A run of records
◆ ◆ ◆
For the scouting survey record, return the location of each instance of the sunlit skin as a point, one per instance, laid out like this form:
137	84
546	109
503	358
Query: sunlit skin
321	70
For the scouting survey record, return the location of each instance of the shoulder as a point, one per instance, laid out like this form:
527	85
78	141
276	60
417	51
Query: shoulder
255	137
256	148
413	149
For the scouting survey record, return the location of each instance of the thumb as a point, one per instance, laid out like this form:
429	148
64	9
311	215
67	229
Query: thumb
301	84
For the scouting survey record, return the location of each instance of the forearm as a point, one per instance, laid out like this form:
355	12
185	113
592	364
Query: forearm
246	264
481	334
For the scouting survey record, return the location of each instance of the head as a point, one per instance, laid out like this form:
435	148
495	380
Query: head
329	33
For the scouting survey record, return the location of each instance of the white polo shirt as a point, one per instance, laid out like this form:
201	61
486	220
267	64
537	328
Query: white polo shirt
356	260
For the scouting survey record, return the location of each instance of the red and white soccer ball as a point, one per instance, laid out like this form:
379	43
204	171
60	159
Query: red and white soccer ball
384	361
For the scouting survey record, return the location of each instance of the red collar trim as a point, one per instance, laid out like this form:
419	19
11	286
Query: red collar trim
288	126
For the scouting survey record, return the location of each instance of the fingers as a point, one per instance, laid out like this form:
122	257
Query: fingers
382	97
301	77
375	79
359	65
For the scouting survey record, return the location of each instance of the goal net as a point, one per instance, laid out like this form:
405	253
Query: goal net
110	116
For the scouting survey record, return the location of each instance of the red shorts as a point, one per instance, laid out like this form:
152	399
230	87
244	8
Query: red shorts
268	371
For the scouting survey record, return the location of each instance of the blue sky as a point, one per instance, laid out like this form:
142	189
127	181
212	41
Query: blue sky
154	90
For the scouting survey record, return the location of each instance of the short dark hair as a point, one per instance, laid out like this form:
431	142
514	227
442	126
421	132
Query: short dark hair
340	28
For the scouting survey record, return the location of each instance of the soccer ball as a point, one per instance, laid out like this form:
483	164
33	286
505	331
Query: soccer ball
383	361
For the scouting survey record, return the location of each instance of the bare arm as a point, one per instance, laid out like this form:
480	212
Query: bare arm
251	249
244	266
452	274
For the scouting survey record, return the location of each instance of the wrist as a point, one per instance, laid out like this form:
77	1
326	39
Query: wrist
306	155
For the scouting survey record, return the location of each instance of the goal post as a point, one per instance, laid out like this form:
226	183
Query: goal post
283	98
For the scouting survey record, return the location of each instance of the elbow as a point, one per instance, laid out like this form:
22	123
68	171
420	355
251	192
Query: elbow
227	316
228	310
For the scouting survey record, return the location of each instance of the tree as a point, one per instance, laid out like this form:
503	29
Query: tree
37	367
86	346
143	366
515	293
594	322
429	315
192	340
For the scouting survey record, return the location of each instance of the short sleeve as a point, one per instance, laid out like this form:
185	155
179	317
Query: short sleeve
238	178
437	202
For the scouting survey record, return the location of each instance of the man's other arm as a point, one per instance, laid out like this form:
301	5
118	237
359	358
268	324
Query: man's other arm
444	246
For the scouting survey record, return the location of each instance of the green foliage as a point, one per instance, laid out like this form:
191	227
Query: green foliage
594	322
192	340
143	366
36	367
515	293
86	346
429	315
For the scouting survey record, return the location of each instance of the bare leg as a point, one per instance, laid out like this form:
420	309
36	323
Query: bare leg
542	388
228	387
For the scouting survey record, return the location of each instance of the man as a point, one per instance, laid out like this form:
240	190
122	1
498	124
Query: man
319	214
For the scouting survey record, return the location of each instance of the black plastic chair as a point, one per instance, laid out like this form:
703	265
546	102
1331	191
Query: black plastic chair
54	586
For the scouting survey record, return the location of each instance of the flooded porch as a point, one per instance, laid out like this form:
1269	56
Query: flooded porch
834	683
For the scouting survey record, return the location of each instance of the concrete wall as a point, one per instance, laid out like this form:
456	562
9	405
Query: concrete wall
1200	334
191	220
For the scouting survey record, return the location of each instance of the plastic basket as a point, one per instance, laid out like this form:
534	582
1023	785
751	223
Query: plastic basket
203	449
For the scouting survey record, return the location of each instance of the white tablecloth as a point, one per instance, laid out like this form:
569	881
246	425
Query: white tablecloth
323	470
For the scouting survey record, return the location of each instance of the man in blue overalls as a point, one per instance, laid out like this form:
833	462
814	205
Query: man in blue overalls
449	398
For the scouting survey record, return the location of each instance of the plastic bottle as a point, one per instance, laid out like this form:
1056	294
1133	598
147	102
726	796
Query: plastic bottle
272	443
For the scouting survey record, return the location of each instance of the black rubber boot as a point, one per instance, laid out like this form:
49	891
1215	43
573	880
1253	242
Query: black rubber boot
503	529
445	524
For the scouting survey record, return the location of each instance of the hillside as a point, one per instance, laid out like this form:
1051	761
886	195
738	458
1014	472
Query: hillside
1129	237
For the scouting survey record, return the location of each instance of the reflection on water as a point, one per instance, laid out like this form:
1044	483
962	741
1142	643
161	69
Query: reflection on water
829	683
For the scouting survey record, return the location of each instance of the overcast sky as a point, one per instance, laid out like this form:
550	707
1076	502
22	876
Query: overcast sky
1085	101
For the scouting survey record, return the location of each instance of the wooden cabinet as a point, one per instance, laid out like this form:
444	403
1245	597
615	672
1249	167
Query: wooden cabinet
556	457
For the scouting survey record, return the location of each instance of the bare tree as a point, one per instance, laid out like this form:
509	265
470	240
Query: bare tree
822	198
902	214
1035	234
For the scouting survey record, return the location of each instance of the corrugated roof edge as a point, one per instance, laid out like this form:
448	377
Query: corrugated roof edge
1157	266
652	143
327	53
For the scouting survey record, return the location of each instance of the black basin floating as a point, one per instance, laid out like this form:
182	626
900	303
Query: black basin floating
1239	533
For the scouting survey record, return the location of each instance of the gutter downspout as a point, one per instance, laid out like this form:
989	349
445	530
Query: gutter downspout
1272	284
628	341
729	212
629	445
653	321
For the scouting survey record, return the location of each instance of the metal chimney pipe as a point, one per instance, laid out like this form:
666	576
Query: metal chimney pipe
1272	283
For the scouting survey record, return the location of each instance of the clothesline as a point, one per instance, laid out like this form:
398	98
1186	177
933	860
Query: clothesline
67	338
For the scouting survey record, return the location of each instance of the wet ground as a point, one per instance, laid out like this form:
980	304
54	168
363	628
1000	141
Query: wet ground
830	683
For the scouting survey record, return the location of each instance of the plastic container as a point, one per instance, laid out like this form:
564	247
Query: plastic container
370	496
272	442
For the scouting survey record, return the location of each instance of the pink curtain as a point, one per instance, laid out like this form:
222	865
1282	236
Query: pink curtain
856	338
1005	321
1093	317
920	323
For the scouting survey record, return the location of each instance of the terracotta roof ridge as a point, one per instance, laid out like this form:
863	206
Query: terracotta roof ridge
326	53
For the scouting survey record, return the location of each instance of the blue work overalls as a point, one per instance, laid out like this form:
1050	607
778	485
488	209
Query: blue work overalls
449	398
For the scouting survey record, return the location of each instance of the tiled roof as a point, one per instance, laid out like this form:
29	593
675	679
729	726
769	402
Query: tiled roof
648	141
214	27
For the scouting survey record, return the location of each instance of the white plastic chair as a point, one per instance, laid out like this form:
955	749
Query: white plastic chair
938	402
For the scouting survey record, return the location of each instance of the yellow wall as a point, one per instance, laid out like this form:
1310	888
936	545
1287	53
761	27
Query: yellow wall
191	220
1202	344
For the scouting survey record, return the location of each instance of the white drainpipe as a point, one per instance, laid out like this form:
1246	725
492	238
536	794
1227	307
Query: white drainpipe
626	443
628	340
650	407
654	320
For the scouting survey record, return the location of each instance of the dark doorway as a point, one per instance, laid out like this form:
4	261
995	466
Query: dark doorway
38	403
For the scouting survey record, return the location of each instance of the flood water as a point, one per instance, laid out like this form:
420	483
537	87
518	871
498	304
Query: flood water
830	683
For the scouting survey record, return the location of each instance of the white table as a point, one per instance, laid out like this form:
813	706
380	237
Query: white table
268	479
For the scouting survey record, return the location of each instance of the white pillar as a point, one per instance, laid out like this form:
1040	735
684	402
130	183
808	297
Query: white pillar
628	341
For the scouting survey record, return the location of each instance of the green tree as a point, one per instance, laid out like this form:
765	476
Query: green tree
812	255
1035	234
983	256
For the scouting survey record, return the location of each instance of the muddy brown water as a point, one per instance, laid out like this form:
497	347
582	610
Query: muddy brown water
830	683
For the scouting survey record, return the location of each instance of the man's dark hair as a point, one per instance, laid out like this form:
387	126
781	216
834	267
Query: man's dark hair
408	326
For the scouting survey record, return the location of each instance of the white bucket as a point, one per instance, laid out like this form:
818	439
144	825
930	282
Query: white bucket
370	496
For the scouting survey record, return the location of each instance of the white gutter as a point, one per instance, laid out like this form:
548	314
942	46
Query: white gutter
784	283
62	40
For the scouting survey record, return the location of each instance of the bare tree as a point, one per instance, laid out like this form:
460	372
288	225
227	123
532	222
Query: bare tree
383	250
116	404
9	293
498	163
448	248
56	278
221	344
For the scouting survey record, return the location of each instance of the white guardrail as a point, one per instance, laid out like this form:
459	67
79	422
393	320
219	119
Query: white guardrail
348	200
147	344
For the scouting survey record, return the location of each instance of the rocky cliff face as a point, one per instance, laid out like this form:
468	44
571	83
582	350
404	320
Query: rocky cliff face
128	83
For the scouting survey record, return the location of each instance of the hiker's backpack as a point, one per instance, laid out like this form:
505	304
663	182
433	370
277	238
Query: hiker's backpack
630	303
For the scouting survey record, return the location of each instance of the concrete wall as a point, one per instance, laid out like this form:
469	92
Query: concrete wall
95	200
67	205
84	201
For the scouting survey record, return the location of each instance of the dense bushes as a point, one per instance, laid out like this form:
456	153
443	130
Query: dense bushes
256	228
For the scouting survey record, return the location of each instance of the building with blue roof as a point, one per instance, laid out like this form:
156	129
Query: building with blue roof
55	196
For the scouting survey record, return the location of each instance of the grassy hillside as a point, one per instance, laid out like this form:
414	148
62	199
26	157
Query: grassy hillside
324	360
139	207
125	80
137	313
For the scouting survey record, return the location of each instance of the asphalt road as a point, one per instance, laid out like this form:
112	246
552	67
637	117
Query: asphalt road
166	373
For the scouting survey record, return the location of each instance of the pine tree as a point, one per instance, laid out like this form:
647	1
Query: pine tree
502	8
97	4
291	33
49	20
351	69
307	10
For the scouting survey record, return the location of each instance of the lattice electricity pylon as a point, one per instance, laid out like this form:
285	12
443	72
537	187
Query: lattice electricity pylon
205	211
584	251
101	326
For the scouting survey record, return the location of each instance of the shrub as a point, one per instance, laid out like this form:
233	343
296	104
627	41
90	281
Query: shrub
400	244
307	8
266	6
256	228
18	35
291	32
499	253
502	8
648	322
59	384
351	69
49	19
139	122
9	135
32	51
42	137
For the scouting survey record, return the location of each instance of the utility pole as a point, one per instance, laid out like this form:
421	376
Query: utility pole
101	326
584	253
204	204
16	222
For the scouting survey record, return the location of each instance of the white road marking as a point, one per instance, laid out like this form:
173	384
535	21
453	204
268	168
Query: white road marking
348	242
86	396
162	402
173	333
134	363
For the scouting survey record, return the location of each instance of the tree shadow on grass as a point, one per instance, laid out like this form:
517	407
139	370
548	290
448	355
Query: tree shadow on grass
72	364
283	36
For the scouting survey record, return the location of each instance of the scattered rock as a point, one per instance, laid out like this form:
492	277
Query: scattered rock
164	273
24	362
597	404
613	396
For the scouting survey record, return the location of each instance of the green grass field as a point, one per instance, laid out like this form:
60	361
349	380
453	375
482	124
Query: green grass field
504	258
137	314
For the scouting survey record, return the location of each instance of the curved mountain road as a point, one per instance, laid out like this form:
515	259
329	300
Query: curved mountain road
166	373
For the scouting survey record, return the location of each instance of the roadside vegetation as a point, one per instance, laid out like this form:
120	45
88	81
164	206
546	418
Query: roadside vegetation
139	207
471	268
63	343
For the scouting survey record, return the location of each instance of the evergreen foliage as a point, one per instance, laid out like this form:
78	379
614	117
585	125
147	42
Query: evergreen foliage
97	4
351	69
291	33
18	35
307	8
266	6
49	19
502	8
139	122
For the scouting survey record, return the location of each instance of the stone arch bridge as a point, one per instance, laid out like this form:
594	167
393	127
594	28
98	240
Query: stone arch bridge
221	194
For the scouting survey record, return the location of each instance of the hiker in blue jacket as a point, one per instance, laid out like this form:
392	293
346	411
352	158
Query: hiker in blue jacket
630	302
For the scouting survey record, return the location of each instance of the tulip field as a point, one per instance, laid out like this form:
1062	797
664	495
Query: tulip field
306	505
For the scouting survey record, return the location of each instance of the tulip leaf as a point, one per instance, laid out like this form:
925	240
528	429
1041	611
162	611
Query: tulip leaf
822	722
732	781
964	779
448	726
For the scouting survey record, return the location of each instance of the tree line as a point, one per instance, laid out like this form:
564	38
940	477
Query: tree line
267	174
◆ ◆ ◆
- **Exercise details**
Starting at the line containing "the tree line" and ending at the end of the material, reproduce those lines, changing "scouting survey" to "field survey" and leaving everything else the same.

- **Answer to the problem**
For the field survey record, return the location of each instance of the tree line as a point, one per instance, laid out like this form:
564	38
940	477
Query: tree line
267	174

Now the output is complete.